### What to do
Take the lines below between the one holding "phrase -- giants player in white jersey" and the one holding "phrase -- white sock with red stripe", inclusive, and copy them exactly. Add nothing.
START Record set
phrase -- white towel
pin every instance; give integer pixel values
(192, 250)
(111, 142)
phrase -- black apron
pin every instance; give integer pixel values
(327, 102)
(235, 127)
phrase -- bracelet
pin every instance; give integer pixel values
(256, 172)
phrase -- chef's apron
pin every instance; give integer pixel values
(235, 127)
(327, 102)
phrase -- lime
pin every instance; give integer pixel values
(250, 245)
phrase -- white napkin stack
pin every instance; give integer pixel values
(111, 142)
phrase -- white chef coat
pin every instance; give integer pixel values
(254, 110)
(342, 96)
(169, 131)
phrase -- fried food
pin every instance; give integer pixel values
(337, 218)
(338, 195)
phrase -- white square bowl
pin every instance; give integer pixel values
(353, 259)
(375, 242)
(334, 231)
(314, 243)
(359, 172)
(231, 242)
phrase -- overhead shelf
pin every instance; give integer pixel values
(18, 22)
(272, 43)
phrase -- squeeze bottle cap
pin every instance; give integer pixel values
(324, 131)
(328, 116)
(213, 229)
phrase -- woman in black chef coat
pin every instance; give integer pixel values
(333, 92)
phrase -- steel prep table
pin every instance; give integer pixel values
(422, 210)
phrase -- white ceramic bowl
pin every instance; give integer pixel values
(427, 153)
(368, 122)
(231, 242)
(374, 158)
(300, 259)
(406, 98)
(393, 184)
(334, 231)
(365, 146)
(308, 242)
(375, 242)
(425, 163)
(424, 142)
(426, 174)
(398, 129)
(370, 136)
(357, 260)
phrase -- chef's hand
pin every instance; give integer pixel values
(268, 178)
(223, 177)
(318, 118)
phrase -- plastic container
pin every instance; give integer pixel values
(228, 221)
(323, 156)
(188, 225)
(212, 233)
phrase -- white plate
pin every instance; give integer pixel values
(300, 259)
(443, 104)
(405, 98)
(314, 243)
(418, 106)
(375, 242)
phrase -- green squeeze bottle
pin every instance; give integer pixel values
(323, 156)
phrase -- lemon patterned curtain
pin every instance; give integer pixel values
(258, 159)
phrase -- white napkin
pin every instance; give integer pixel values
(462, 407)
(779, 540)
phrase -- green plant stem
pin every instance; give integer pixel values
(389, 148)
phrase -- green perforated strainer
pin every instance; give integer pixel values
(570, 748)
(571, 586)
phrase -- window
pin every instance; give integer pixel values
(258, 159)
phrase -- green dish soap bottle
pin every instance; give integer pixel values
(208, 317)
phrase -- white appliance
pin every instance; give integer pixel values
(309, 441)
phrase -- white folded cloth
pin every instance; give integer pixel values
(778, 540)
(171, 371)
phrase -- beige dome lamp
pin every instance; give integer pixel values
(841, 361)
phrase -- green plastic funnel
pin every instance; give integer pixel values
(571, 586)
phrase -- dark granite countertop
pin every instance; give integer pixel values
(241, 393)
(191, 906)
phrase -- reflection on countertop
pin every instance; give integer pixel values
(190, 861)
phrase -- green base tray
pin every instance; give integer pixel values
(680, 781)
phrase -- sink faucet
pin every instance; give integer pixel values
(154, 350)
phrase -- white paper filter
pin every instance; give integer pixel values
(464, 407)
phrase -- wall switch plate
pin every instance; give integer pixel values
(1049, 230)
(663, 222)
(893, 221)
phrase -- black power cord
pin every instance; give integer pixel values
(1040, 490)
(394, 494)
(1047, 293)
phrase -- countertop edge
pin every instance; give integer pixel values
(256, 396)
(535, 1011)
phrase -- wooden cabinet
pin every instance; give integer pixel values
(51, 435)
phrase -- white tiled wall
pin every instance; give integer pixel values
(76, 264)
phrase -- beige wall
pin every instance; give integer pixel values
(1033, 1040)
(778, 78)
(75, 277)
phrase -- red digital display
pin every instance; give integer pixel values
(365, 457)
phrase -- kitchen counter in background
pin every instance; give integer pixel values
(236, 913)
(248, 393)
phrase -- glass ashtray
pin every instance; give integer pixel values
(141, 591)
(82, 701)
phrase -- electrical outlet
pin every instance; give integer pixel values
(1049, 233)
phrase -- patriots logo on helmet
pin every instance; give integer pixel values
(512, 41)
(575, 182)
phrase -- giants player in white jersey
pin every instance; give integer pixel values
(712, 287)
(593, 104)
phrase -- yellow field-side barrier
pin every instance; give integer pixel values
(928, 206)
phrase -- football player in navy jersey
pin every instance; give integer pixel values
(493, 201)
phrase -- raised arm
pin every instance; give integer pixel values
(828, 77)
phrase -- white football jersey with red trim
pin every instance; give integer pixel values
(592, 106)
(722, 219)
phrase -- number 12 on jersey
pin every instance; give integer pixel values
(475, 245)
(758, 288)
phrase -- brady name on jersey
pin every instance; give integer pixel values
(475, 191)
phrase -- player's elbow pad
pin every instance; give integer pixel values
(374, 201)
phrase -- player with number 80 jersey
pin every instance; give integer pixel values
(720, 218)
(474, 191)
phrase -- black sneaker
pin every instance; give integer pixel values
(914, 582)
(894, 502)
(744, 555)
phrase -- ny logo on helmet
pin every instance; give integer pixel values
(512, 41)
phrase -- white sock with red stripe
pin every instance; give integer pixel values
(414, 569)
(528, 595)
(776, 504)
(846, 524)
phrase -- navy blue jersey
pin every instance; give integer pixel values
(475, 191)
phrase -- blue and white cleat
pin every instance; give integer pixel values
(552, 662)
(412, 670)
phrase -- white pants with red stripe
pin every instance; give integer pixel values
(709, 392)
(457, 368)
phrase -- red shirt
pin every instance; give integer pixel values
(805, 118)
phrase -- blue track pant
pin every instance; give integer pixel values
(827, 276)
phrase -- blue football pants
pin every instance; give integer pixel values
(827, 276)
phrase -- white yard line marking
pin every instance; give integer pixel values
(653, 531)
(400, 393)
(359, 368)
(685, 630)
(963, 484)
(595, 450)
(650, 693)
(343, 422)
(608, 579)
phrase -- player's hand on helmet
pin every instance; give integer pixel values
END Record set
START Record set
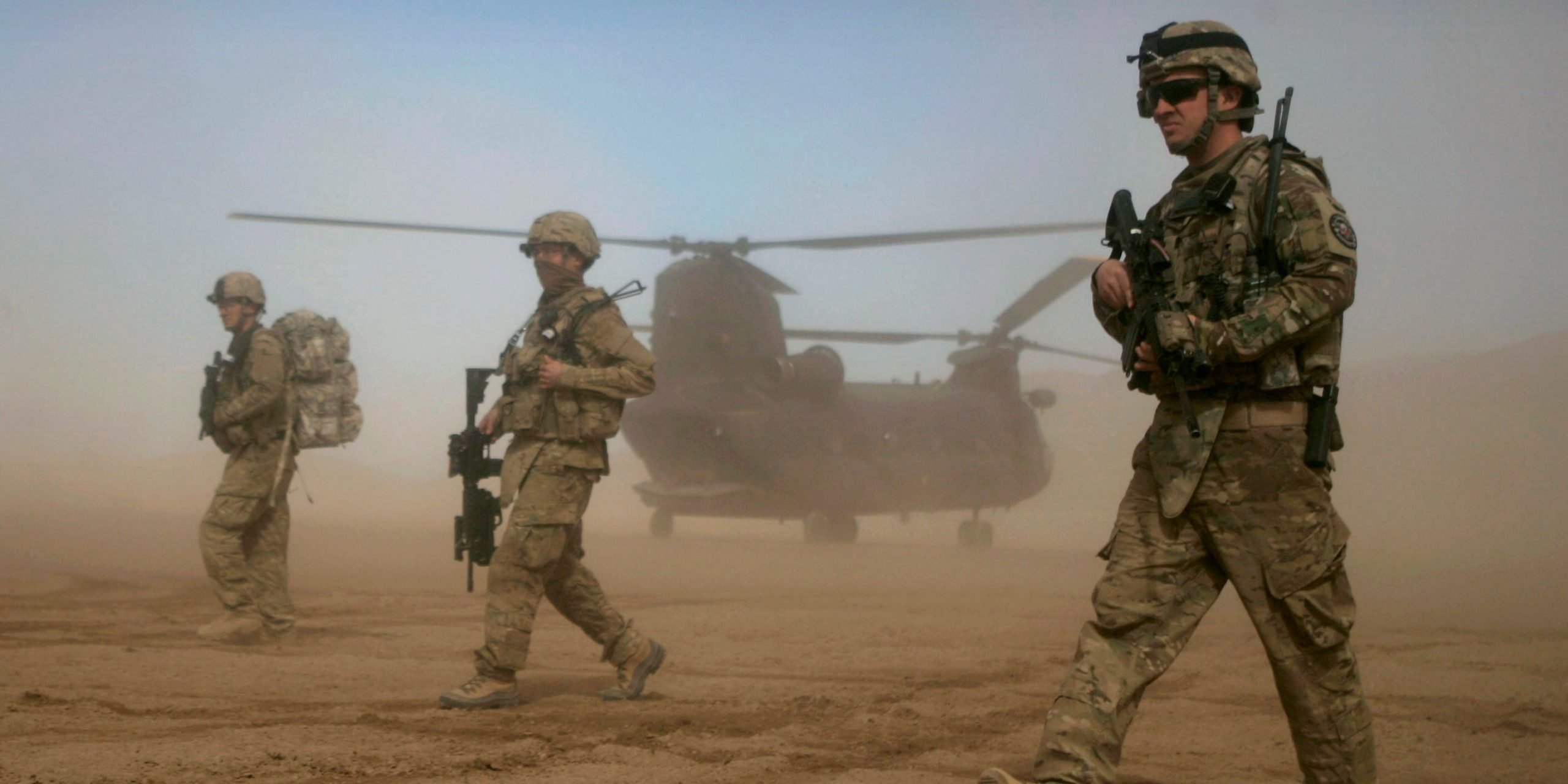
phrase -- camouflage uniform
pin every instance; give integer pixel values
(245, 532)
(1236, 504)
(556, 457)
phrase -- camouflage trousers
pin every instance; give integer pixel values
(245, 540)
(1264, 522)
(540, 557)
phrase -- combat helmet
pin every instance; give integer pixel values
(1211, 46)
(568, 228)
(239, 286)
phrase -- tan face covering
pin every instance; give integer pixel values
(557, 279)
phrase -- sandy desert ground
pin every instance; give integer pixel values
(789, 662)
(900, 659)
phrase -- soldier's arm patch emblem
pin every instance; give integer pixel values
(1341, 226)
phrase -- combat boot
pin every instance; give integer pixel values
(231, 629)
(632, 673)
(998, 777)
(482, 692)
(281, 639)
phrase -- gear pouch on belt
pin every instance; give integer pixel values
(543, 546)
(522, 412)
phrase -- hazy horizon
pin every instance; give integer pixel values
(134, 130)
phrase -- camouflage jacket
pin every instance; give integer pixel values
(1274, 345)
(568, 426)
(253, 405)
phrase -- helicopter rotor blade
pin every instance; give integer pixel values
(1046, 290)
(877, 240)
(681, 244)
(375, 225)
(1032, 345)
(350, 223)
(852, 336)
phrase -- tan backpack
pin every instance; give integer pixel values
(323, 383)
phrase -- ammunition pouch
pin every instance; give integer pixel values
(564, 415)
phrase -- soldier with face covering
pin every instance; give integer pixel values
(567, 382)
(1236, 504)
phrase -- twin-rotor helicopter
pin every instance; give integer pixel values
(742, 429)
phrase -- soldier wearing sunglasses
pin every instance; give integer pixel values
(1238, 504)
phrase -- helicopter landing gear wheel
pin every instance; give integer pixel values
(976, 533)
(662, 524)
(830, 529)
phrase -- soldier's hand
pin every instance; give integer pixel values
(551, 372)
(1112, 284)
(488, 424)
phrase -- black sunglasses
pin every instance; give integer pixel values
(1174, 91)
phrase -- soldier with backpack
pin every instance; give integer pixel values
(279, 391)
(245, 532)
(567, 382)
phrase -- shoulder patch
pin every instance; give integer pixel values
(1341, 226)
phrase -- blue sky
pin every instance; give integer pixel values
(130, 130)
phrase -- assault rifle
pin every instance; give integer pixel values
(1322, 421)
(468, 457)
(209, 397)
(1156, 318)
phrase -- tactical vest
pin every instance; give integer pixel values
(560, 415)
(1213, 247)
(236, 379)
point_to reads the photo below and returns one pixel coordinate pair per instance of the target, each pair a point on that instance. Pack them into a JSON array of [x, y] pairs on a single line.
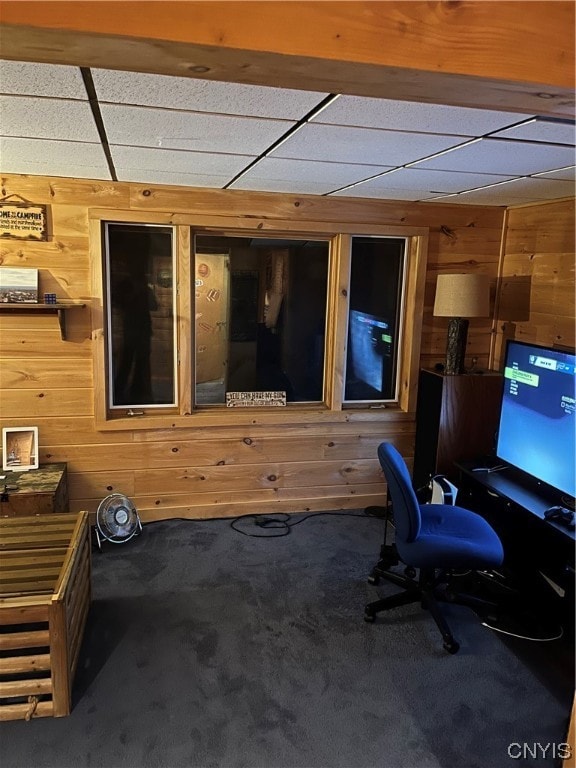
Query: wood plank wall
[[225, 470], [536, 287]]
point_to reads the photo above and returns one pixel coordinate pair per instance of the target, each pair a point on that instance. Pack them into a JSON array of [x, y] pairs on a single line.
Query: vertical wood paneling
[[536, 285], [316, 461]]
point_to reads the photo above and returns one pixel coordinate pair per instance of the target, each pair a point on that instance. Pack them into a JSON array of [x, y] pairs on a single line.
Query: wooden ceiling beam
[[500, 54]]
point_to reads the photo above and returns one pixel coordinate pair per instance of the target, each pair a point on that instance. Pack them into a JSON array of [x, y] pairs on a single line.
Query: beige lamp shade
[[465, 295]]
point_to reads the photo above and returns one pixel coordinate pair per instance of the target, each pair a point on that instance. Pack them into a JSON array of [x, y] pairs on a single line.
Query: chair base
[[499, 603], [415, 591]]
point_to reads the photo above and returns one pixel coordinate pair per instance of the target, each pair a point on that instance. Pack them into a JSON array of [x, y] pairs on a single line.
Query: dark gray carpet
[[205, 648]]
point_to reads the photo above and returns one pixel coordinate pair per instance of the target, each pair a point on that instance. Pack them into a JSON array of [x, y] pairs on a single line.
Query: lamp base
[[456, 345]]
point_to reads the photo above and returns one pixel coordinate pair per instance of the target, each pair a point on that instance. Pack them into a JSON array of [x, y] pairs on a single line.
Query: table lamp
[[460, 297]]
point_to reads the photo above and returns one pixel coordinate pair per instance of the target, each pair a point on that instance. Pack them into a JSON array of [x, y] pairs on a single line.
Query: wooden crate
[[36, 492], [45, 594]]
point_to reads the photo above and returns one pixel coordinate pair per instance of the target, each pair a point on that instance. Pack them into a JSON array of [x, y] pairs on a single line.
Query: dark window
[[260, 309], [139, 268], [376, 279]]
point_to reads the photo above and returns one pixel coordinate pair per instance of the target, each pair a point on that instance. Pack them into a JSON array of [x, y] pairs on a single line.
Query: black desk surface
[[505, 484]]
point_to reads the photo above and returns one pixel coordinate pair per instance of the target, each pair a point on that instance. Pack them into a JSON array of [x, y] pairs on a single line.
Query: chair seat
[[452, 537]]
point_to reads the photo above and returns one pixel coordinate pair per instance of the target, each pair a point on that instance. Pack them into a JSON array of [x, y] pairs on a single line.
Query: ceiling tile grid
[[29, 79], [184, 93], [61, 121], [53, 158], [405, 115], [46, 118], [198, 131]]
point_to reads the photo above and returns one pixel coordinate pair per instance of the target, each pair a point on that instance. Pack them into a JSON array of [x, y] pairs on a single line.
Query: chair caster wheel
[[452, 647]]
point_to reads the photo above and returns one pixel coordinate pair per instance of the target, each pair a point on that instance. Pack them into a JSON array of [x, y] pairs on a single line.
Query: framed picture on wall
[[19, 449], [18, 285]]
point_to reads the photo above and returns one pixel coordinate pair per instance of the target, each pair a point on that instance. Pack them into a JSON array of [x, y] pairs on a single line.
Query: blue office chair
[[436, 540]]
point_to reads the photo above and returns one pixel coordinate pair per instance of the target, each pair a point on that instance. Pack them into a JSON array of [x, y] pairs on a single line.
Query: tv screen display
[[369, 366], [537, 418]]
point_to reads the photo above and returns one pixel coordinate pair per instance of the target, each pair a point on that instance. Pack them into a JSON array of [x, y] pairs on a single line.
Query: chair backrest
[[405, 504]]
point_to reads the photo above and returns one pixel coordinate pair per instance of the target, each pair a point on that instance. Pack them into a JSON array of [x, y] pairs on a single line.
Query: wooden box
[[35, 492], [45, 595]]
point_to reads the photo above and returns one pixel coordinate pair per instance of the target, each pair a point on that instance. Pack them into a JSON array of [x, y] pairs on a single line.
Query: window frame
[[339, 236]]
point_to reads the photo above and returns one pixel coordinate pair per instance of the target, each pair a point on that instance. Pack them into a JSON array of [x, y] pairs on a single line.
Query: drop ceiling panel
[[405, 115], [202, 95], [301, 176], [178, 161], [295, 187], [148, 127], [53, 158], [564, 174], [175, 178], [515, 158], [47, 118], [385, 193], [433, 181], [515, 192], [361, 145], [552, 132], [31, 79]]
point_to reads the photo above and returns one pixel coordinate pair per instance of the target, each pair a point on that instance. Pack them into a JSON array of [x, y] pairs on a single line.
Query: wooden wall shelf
END Record set
### Result for this exercise
phrase -- giants player in white jersey
pin every instance; give integer pixel values
(712, 287)
(593, 104)
phrase -- yellow field-side barrier
pin every instance; give integer pixel values
(928, 206)
phrase -- football player in navy jersey
pin every instance; give integer pixel values
(493, 201)
phrase -- raised arm
pin every instance; give integer pixel values
(828, 77)
phrase -- white football jersey with red trim
pin every instance; give integer pixel values
(592, 106)
(722, 219)
phrase -- number 12 on jersey
pin every instance; give integer pixel values
(475, 245)
(758, 288)
phrase -- brady name on jersey
pin every instance; give integer pixel values
(475, 191)
phrase -- player's elbow pad
pin every instance; give integer pixel values
(374, 201)
phrase -- player with number 80 jersey
pin every instance; give integer pixel values
(720, 218)
(474, 191)
phrase -- black sneaker
pin every instance; give integer pixel values
(914, 582)
(894, 502)
(744, 555)
phrase -- ny logo on helmet
pin every instance; give integer pixel values
(512, 41)
phrase -- white sock with red stripe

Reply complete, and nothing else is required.